EXTRACTED ENTRIES Start Marker
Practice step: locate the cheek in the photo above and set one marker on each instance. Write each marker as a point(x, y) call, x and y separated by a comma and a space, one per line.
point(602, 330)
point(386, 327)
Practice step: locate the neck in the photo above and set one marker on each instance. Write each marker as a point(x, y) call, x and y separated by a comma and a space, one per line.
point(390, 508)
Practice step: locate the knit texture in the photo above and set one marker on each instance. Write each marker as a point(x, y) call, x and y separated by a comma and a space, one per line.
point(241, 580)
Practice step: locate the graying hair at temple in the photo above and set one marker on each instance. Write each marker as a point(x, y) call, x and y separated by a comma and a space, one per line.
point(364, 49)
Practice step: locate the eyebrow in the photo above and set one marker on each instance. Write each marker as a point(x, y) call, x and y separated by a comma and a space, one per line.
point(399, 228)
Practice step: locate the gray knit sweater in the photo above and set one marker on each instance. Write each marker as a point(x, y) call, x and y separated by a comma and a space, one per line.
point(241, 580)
EXTRACTED ENTRIES End Marker
TASK GOAL: Repeat, exactly, every line from the one containing "Practice step: locate the knit" through the final line of the listing above, adding nothing.

TASK ANSWER:
Practice step: locate the knit texture in the photo above and set one marker on each instance. Write each marker as a point(x, y) call, x and y separated by a comma and a space, one per line.
point(241, 580)
Practice step: locate the graying hair at temple in the photo above and set one marker on each instance. Write each marker as a point(x, y) call, x and y separated by a comma and a space, one per line.
point(364, 49)
Practice step: locate the eyebrow in the photo above and set one marker on each instance. Write each marker as a point(x, y) call, x and y separated by a comma and a space, one per line.
point(399, 228)
Practice step: locate the gray knit sweater in the photo above and set one marker on each instance. Write each marker as a point(x, y) call, x and y separated by a comma and a space, one per line.
point(241, 580)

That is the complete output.